=== HOW TO COMPLETE THIS TASK ===
A complete answer lists every line of the entries below where the string "level" appears.

[Start of Attachment]

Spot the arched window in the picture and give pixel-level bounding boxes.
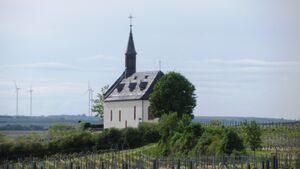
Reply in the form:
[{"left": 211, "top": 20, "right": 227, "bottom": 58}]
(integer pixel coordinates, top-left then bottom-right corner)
[
  {"left": 119, "top": 110, "right": 121, "bottom": 122},
  {"left": 110, "top": 110, "right": 113, "bottom": 121},
  {"left": 134, "top": 106, "right": 136, "bottom": 120},
  {"left": 125, "top": 120, "right": 128, "bottom": 128}
]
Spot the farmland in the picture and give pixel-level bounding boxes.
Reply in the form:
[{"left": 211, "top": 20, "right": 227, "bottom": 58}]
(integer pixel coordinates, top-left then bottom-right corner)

[End of Attachment]

=== EXERCISE RESPONSE ===
Spot the arched window in the picture and give pixel-level bounding boxes.
Spot the farmland in the picture and give pixel-level bounding boxes.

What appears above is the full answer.